++++ Getoonde tekst
In de nieuwe kerkorde wordt dit afgezwakt. Dat is te verklaren, omdat de GKN geen geboorteleden kende en de NHK wel. Dat heeft geleid tot een compromis. Tot een gemeente, en daarmee tot de PKN, behoren zij van wie de inlijving in de gemeenschap van de Kerk is bekrachtigd door de Heilige Doop en die als zodanig zijn ingeschreven als lid van de gemeente (art. III-2). De kerk kent doopleden en belijdende leden (art. III-5). De geboorteleden, zoals we die nu kennen, worden in de nieuwe kerkorde aangeduid als de niet-gedoopte kinderen van gemeenteleden. Zij worden, samen met anderen die blijk geven van verbondenheid met de gemeente, ingeschreven in een afzonderlijk register (art. III-5 en ord. 2-8). Dat gebeurt op grond van art. III-4: 'Gedachtig aan de trouw van de God van het verbond rekent de gemeente voorts tot haar gemeenschap de niet-gedoopte kinderen van gemeenteleden alsmede degenen die blijk geven van verbondenheid met de gemeente.'

Hier wordt dus onderscheid gemaakt tussen hen die door de gemeente tot haar gemeenschap worden gerekend en hen die lid zijn van de gemeente. Dat is een wonderlijk onderscheid als we bedenken dat we van de Kerk belijden dat zij de gemeenschap der heiligen is. Maar los daarvan moeten we constateren dat het verbond hier wel wordt genoemd, maar niet meer zo functioneert dat kinderen al lid zijn van de gemeente als ze nog niet gedoopt zijn. Daarmee is de nieuwe kerkorde in tegenspraak met zowel ons doopformulier als de Dordtse Leerregels en de daaraan ten grondslag liggende Schriftgedeelten.
++++++++
++++ Getoonde gegevens
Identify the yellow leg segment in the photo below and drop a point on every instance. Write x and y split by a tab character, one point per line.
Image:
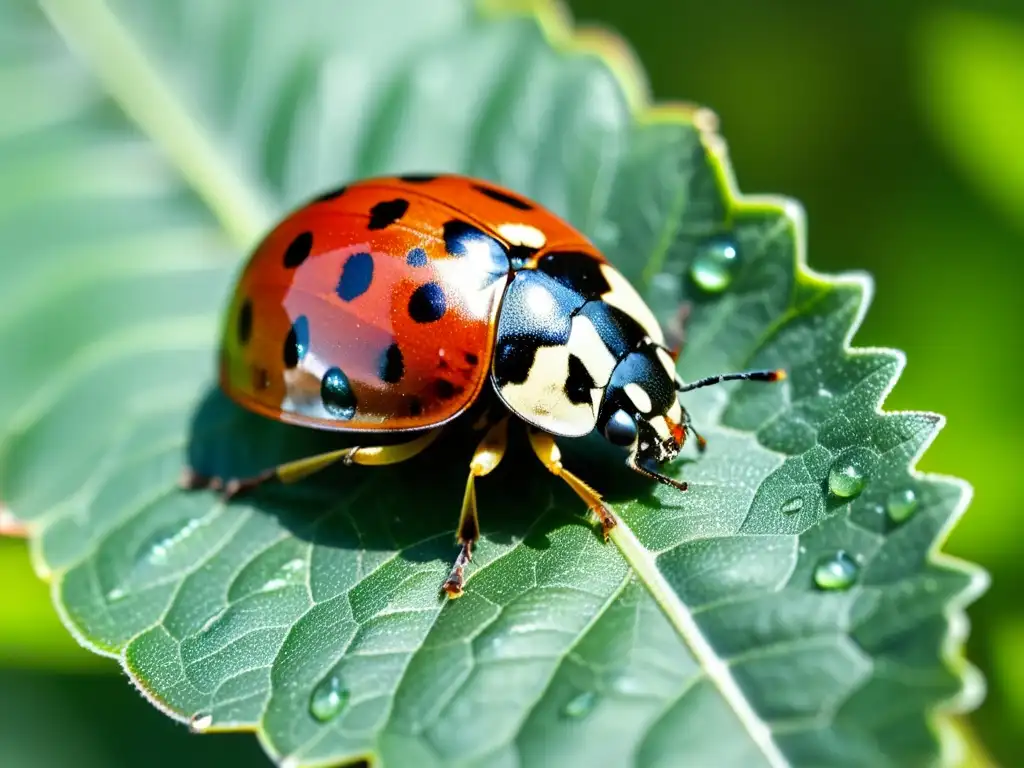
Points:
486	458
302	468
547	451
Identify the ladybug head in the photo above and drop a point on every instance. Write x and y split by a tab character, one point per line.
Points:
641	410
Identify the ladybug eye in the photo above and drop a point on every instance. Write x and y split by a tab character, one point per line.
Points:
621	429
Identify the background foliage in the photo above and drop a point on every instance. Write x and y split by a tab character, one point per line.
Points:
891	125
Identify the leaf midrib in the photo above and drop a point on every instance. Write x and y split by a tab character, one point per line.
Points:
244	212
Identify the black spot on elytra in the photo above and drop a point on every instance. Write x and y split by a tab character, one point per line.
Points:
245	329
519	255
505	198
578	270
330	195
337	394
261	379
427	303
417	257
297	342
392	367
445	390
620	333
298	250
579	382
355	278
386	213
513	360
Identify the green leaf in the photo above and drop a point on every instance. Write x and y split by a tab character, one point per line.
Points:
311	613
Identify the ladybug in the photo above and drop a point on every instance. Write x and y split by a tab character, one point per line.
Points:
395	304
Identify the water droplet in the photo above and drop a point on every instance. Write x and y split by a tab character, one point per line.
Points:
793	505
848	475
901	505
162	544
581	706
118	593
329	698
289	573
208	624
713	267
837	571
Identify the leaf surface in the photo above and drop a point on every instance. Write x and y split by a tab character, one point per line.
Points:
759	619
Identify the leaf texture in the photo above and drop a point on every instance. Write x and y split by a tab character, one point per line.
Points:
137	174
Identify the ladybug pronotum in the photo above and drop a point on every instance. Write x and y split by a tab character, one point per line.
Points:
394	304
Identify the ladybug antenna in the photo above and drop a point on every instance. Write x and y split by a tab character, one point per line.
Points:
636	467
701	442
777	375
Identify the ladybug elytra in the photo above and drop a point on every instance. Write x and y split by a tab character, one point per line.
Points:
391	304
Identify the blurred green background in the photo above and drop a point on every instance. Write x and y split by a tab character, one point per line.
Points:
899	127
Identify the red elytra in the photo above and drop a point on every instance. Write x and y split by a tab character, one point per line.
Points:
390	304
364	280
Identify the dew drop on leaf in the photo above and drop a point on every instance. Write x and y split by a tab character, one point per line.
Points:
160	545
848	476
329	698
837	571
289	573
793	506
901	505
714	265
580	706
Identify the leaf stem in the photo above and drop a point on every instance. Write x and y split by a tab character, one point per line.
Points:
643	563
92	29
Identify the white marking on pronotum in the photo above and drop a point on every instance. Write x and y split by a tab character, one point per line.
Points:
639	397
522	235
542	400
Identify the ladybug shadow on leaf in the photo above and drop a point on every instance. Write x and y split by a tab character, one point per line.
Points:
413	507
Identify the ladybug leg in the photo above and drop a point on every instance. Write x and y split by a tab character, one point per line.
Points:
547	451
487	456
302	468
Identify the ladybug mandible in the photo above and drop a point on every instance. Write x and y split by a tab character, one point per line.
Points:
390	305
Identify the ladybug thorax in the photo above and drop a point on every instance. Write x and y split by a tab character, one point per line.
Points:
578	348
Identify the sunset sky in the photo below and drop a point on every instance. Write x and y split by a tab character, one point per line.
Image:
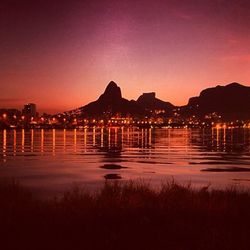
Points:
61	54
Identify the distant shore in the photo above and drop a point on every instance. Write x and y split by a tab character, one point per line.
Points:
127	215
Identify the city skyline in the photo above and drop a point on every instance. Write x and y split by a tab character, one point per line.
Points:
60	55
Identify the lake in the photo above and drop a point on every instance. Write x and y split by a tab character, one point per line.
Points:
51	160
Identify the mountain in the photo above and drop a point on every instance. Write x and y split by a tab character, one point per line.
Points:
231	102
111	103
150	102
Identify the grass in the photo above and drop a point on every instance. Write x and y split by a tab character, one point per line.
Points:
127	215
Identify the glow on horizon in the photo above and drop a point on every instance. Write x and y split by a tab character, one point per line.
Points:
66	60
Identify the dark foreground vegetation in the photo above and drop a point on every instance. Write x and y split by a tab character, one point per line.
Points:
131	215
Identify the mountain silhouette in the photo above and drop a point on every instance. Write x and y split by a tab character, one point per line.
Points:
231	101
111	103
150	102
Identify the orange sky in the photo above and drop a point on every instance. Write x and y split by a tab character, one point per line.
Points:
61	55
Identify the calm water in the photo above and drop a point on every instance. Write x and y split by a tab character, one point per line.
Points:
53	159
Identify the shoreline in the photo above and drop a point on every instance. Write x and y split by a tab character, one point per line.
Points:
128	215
++++++++
++++ Getoonde gegevens
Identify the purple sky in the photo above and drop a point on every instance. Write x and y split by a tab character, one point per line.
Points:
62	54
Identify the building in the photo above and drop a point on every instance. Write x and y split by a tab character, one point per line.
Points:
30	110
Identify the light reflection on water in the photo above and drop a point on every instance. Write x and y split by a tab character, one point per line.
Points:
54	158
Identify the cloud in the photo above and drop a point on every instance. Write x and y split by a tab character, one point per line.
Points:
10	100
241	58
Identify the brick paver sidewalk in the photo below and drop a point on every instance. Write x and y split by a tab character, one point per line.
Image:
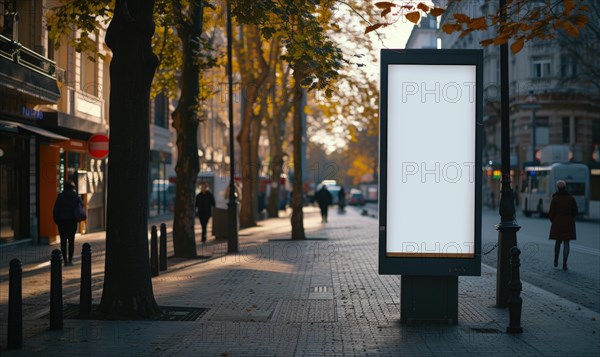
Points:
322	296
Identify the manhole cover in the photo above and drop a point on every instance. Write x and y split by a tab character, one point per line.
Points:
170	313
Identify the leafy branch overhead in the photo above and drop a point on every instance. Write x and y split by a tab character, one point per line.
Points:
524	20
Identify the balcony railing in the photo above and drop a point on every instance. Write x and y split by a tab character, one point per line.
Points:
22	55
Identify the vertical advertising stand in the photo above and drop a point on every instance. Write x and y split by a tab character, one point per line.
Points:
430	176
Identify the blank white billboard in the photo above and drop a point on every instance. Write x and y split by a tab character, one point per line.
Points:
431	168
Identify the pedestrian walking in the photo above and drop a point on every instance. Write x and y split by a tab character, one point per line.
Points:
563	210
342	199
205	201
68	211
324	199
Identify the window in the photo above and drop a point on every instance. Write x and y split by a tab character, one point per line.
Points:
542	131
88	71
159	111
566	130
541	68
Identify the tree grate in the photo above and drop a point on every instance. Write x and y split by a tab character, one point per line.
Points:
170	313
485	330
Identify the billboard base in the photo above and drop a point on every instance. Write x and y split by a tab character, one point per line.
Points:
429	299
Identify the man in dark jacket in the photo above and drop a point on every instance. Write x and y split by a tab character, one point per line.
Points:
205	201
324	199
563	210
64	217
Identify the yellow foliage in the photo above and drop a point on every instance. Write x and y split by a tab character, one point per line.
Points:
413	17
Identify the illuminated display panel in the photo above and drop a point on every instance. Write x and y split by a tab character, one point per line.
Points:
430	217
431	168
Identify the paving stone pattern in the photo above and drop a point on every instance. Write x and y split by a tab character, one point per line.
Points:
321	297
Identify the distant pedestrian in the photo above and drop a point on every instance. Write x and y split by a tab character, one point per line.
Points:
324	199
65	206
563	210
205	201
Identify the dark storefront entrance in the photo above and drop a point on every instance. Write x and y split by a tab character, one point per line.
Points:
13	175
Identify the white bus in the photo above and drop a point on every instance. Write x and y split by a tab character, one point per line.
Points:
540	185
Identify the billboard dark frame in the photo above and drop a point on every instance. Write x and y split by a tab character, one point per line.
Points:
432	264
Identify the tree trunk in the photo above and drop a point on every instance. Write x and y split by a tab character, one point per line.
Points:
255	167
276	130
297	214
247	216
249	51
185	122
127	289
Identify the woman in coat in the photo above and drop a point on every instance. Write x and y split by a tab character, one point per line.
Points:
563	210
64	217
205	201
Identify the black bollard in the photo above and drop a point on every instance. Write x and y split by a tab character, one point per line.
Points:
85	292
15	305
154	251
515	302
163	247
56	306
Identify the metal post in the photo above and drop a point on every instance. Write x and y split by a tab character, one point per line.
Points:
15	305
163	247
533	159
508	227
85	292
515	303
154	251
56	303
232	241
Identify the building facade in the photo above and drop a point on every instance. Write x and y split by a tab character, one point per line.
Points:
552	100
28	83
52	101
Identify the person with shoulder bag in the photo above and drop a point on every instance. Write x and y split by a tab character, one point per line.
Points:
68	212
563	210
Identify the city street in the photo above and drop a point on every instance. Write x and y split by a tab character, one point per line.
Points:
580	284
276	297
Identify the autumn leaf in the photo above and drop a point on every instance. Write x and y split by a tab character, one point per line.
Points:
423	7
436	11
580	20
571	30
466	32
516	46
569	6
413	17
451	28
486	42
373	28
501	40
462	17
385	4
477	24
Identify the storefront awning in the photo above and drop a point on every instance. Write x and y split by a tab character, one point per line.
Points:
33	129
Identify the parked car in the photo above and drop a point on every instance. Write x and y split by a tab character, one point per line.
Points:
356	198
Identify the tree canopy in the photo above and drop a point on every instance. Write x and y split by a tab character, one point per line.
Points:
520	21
++++++++
» Opdracht
Schrijf uit de tekst over de nieuwe kerkorde het stuk van "Hier wordt dus" tot en met "grondslag liggende Schriftgedeelten." woord voor woord over.

» Antwoord
Hier wordt dus onderscheid gemaakt tussen hen die door de gemeente tot haar gemeenschap worden gerekend en hen die lid zijn van de gemeente. Dat is een wonderlijk onderscheid als we bedenken dat we van de Kerk belijden dat zij de gemeenschap der heiligen is. Maar los daarvan moeten we constateren dat het verbond hier wel wordt genoemd, maar niet meer zo functioneert dat kinderen al lid zijn van de gemeente als ze nog niet gedoopt zijn. Daarmee is de nieuwe kerkorde in tegenspraak met zowel ons doopformulier als de Dordtse Leerregels en de daaraan ten grondslag liggende Schriftgedeelten.